__Aim__
Copy word for word the part of the article on US agricultural exports to ASEAN that runs from "Agricultural exports to" up to and including "US agricultural industries.".

__Excerpted text__

........

By Michael McConnell (Originally published in the East-West Center’s Asia Pacific Bulletin on Mar. 22, 2012)
ASEAN countries have long been an important international market for US agricultural exports. The United States, in 2011, exported almost $9.6 billion of agricultural products to ASEAN, making it the sixth-largest export destination for US farmers, ranchers, and agribusinesses—behind Japan ($14 billion) and just behind the European Union ($9.6 billion), but well ahead of South Korea ($7 billion). Moreover, the value of agricultural trade between the United States and ASEAN almost doubled between 2007 and 2011, with the top four ASEAN markets in 2011 for the United States being Indonesia ($2.8 billion), the Philippines ($2.1 billion), Vietnam ($1.7 billion), and Thailand ($1.3 billion). With a population of 614 million and strong economic growth, it is expected that ASEAN will continue to be an important market for US agricultural products. However, the United States is likely to face increasing competition, particularly from China, Australia, and New Zealand, all of which have free trade agreements (FTAs) with ASEAN.
Agricultural exports to ASEAN markets made up 7 percent of all US agricultural exports in 2011, compared with 5.5 percent in 2007. Strong economic growth in these countries has raised per capita income levels, and as a result changed food consumption patterns. According to the International Monetary Fund, the aggregate gross domestic product for the region has more than tripled since 2001 and each member countries’ per capita income more than doubled over the same time period. As a result, ASEAN citizens are now consuming more higher-value food products, such as animal products, fruits, vegetables, and packaged foods. This in turn has created a larger and more diverse marketplace for US agricultural industries.
ASEAN has always been a strong customer for US bulk commodities, such as wheat, soybeans, and cotton; exports of these commodities have increased from $1.4 billion to $4.5 billion between 2001 and 2011. Furthermore, imports of US cotton facilitate the region’s textile and apparel industries. It is projected that imports of commodities used primarily for domestic milling and processing, such as wheat and soybeans, will remain strong with the growth of the middle class.
Exports of higher-value US agricultural goods are also rising. United States Department of Agriculture data shows that exports of consumer-oriented products—including beef, poultry, dairy products, and fresh and processed fruits—grew by over 350 percent between 2001 and 2011, from $697 million to $3.1 billion. Exports of semi-processed products—such as livestock feed, sugar and sweeteners, and wheat flour—have more than doubled, from $828 million to $2 billion during the same period.

........

__Stored records__
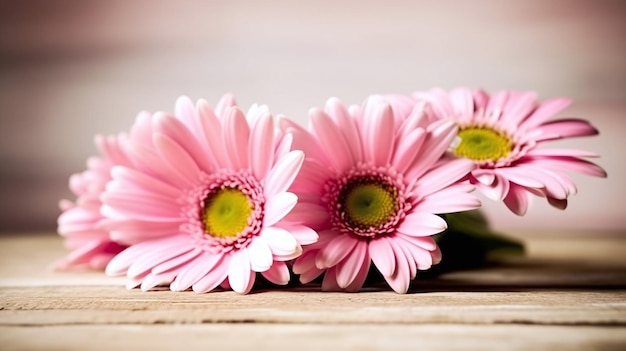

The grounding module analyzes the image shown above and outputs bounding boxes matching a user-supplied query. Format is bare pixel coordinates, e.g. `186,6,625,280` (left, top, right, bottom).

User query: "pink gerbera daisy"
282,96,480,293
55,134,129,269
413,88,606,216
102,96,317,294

........

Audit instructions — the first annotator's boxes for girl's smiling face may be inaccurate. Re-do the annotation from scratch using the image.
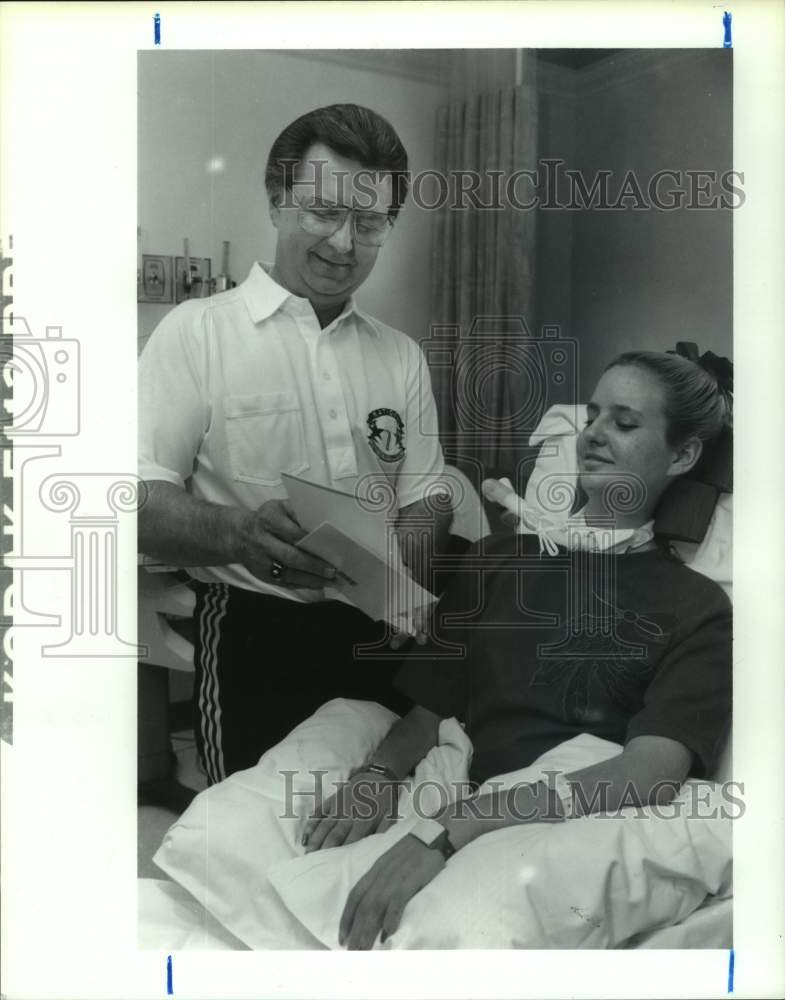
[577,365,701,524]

........

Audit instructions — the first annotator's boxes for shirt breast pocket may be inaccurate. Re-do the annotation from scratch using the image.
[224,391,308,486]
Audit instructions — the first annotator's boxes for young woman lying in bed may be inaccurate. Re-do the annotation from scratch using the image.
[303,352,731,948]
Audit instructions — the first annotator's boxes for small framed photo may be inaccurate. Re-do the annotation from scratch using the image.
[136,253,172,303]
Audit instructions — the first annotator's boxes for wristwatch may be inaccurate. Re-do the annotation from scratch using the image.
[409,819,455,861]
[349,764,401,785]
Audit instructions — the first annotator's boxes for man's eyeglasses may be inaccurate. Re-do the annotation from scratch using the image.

........

__Exercise result__
Agricultural exports to ASEAN markets made up 7 percent of all US agricultural exports in 2011, compared with 5.5 percent in 2007. Strong economic growth in these countries has raised per capita income levels, and as a result changed food consumption patterns. According to the International Monetary Fund, the aggregate gross domestic product for the region has more than tripled since 2001 and each member countries’ per capita income more than doubled over the same time period. As a result, ASEAN citizens are now consuming more higher-value food products, such as animal products, fruits, vegetables, and packaged foods. This in turn has created a larger and more diverse marketplace for US agricultural industries.